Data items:

╭──

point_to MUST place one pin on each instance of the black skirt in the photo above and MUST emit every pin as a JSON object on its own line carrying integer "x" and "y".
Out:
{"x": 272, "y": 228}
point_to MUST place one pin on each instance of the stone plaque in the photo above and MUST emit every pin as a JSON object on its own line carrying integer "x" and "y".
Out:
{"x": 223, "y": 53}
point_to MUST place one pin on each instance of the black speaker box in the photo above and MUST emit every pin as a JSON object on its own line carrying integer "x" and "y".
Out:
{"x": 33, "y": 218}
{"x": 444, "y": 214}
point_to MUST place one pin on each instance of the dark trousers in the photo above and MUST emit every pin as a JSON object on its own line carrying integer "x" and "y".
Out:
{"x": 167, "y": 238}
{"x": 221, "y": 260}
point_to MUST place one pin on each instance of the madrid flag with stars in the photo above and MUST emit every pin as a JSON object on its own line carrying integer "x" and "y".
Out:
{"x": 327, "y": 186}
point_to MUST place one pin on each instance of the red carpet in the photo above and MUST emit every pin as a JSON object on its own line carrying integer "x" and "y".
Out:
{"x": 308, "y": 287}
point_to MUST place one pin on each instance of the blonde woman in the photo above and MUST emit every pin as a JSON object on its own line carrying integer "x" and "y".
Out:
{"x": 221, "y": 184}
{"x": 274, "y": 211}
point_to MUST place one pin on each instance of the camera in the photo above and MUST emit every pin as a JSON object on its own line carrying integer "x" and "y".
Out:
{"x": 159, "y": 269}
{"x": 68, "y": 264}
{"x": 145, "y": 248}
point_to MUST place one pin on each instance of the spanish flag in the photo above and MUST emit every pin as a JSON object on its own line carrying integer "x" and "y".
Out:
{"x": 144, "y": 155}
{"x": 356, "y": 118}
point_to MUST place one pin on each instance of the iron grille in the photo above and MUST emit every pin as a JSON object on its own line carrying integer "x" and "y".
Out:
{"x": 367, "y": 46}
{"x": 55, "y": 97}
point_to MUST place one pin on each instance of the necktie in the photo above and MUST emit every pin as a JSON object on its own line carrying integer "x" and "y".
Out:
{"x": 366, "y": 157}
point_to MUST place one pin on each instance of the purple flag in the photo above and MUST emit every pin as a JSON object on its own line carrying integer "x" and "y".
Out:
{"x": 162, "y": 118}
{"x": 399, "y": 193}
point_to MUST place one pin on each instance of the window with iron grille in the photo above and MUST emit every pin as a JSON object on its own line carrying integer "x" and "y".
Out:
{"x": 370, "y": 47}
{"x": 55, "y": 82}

╰──

AIM: Give back exactly the lines running from the line containing "point_to MUST place one pin on each instance of the red" through the end of the material above, both included, and nothing beyond them.

OUTPUT BELOW:
point_to MUST place one pin on each instance of the red carpet in the photo above and MUST emit every pin as a JSON object on its own line carrying integer "x" and "y".
Out:
{"x": 308, "y": 287}
point_to MUST place one pin on each instance of the blonde woman in the photo above and MUST emit every pin as a JSON object on its own line carrying integer "x" and "y".
Out:
{"x": 221, "y": 184}
{"x": 274, "y": 211}
point_to MUST place one pin on each instance of the camera in the photo above and MUST emit every pin as a JSON object on its own line carrying integer "x" and "y".
Out:
{"x": 159, "y": 269}
{"x": 68, "y": 264}
{"x": 145, "y": 248}
point_to MUST place one pin on each instance of the spanish flag in the photo above and MUST emit every pin as a JSON object on its own line carrying integer "x" and "y".
Out:
{"x": 144, "y": 155}
{"x": 356, "y": 118}
point_to MUST place one pin on each instance of the iron grille in the photo above and MUST emit every pin as a JSON object on its own line carrying integer "x" and "y".
Out:
{"x": 367, "y": 46}
{"x": 55, "y": 97}
point_to MUST place one pin on each instance of the necktie in the photo above and MUST emit every pin as a JSON object on its own line carrying integer "x" and "y".
Out:
{"x": 366, "y": 157}
point_to MUST place one pin on each instance of the purple flag in the photo above and MUST emit every pin as a JSON object on its own line carrying integer "x" and "y".
Out:
{"x": 162, "y": 118}
{"x": 399, "y": 193}
point_to MUST place one pin on each instance of the window with iron grille in the photo above and MUST emit every pin as a JSON object on its own line carrying integer "x" and "y".
Out:
{"x": 370, "y": 47}
{"x": 55, "y": 82}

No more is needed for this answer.